# WHAT IS REQUIRED
Count the lines below that contain the word "distant", and reply with only that number.

_____

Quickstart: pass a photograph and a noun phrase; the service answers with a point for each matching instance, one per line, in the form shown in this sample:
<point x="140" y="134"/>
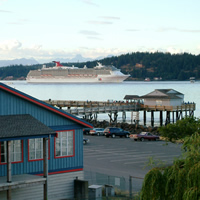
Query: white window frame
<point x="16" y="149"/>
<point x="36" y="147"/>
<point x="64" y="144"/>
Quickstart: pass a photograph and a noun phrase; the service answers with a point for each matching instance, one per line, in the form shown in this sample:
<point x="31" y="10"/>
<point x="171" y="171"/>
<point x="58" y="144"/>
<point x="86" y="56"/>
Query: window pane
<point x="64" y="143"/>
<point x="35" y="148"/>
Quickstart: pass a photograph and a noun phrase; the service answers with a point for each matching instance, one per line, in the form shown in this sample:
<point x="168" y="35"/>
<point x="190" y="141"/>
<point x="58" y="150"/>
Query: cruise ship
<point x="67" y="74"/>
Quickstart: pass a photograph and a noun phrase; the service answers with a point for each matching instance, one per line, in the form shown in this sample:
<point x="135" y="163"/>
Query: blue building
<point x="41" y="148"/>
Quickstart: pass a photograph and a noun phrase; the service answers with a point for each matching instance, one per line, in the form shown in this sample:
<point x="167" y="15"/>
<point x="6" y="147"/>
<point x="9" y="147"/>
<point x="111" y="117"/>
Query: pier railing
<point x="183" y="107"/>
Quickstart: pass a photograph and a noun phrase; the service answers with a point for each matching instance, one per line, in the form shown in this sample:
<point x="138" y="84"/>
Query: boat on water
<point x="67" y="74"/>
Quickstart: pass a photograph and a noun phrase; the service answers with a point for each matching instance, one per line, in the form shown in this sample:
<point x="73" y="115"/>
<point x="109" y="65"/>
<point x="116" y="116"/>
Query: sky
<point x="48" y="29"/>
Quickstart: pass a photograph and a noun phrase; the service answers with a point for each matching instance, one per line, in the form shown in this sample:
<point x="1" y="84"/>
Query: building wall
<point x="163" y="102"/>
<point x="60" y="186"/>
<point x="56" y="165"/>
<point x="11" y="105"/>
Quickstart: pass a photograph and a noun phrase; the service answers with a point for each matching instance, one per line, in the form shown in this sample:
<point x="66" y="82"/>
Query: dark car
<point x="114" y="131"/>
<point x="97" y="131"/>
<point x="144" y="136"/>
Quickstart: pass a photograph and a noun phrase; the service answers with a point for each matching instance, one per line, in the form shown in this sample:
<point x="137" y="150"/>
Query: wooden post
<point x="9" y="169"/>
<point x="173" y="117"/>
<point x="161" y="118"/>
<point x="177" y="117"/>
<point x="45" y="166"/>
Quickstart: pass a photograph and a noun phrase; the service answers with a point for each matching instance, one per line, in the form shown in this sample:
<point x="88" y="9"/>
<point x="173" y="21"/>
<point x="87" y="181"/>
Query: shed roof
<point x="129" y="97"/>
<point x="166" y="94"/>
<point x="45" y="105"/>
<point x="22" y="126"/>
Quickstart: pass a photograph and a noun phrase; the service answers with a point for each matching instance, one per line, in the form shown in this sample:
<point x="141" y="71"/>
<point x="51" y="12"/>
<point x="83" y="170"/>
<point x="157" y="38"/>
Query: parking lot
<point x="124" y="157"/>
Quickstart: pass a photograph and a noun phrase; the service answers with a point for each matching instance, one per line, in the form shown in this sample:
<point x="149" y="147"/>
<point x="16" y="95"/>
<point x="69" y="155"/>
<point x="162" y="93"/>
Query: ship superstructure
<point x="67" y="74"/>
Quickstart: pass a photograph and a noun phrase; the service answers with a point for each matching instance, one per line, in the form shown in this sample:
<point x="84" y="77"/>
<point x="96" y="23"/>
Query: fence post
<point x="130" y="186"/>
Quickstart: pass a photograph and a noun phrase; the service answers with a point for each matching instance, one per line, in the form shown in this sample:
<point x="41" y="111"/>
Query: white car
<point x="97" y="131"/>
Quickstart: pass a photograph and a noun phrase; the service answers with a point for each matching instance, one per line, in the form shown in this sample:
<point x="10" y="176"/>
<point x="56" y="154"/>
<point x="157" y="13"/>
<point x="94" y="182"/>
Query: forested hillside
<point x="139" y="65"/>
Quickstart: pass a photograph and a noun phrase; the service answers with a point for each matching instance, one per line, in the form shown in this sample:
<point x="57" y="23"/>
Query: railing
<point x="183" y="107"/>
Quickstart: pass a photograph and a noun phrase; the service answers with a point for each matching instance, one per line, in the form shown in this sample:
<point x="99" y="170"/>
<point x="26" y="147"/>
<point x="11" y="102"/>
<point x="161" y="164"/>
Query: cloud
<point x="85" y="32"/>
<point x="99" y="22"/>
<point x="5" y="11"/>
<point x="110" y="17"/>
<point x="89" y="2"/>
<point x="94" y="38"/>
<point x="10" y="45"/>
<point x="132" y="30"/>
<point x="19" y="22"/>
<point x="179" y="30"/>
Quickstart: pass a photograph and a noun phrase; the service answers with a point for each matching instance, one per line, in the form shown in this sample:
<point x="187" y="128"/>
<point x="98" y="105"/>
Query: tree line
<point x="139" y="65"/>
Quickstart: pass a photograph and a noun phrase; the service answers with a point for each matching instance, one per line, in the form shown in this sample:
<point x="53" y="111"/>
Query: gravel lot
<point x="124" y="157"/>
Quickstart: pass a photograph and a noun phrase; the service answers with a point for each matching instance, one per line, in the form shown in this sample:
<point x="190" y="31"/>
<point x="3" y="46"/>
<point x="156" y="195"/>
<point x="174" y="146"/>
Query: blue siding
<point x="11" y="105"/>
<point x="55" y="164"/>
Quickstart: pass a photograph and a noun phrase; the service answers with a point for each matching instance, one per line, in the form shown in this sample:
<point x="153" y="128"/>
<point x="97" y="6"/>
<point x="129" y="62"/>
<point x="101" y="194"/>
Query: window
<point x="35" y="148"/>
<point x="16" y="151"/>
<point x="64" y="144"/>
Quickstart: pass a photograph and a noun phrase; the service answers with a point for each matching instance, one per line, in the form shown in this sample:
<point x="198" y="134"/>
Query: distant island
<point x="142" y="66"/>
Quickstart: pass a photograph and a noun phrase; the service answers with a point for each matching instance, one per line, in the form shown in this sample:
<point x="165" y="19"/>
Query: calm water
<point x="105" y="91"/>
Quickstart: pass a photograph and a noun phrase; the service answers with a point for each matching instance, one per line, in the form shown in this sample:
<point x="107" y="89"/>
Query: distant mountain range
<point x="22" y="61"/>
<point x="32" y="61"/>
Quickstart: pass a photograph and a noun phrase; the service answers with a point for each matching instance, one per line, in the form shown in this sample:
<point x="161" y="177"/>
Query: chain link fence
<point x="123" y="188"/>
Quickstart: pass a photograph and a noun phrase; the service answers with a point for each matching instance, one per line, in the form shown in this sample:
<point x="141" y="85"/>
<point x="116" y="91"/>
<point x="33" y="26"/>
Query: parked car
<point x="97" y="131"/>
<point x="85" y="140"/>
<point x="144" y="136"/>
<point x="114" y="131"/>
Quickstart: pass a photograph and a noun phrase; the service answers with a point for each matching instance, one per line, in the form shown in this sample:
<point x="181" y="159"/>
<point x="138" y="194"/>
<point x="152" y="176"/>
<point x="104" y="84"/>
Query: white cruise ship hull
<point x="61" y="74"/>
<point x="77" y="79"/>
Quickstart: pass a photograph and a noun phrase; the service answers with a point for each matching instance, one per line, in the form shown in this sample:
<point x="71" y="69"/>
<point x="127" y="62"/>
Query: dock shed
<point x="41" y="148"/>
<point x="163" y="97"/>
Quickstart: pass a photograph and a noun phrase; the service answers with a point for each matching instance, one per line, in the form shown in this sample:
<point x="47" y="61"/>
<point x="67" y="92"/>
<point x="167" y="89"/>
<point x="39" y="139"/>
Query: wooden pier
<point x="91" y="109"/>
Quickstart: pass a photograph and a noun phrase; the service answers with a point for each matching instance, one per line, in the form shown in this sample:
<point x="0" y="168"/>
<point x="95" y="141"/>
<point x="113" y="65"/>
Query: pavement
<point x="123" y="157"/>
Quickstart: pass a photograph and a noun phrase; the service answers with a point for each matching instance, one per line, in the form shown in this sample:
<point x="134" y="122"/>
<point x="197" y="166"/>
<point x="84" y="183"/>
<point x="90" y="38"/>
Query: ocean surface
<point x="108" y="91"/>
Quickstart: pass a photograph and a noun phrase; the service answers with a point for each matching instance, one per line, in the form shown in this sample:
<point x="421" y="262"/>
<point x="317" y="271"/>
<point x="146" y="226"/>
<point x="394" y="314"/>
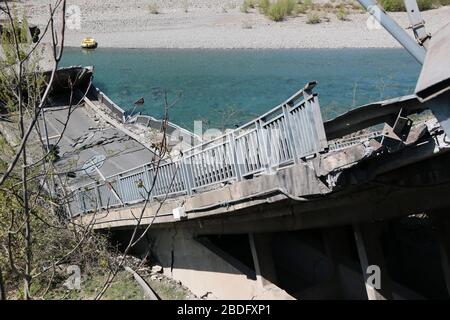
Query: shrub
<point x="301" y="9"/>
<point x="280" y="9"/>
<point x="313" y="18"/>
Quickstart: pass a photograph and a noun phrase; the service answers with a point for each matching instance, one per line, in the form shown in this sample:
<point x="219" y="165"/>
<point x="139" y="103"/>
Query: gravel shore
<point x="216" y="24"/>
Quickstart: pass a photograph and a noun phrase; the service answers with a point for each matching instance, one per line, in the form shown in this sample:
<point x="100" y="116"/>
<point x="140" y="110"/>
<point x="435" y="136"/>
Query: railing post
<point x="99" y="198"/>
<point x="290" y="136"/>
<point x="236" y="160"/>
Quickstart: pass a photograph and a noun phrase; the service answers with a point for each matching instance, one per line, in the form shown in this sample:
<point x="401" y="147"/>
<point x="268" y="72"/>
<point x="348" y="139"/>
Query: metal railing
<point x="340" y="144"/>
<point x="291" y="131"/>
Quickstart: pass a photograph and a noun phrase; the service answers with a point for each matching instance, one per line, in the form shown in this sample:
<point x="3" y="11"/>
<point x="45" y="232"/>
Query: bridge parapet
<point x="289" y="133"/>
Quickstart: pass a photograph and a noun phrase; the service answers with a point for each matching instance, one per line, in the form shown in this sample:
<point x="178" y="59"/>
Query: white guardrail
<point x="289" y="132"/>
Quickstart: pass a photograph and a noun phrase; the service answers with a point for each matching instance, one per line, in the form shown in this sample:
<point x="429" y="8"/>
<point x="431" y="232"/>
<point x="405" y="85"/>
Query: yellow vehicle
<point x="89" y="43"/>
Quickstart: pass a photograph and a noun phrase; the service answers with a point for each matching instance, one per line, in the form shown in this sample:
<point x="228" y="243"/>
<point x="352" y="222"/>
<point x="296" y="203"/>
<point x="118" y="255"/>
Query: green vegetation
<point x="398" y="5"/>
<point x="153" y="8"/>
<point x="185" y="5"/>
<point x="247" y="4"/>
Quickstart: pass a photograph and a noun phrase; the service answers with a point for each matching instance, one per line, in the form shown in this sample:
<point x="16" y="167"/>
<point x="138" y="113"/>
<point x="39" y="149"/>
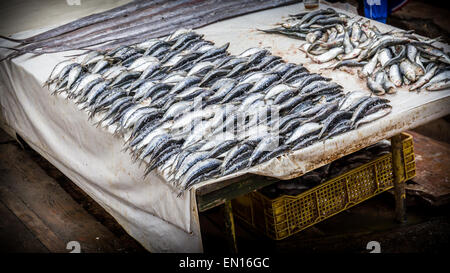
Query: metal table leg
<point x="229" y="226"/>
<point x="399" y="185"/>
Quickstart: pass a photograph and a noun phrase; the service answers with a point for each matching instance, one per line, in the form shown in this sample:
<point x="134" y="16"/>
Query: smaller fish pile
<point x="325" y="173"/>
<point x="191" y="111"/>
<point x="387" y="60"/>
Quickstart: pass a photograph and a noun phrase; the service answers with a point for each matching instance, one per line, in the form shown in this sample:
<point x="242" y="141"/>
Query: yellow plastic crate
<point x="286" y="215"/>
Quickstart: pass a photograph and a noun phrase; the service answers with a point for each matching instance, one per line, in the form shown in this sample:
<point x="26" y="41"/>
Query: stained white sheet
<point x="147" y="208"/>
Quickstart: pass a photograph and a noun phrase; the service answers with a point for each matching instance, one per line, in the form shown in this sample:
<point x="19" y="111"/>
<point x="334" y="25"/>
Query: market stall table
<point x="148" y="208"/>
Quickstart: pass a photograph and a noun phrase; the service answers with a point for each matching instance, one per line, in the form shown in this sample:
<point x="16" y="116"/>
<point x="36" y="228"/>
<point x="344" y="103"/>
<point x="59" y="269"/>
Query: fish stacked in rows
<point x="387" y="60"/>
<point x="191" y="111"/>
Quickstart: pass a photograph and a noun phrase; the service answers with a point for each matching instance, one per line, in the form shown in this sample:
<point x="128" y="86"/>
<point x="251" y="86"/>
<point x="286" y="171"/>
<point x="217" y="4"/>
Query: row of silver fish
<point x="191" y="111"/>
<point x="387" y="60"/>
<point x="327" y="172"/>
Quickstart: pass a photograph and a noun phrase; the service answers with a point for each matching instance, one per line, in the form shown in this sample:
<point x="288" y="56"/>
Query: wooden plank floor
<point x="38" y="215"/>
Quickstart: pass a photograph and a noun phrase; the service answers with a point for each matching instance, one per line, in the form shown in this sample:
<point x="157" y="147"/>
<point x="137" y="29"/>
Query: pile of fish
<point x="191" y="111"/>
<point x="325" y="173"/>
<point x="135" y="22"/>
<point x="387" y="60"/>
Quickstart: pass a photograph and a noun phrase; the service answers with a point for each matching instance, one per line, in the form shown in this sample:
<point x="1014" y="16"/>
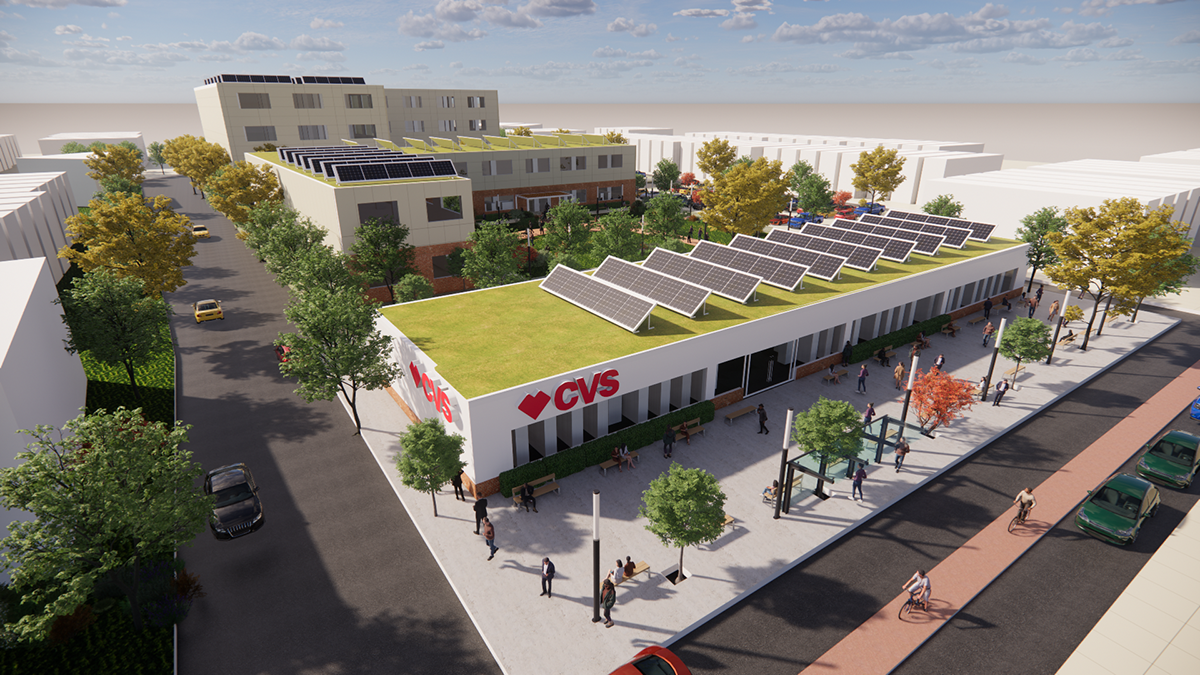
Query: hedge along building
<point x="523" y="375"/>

_____

# CORRECT RESPONSE
2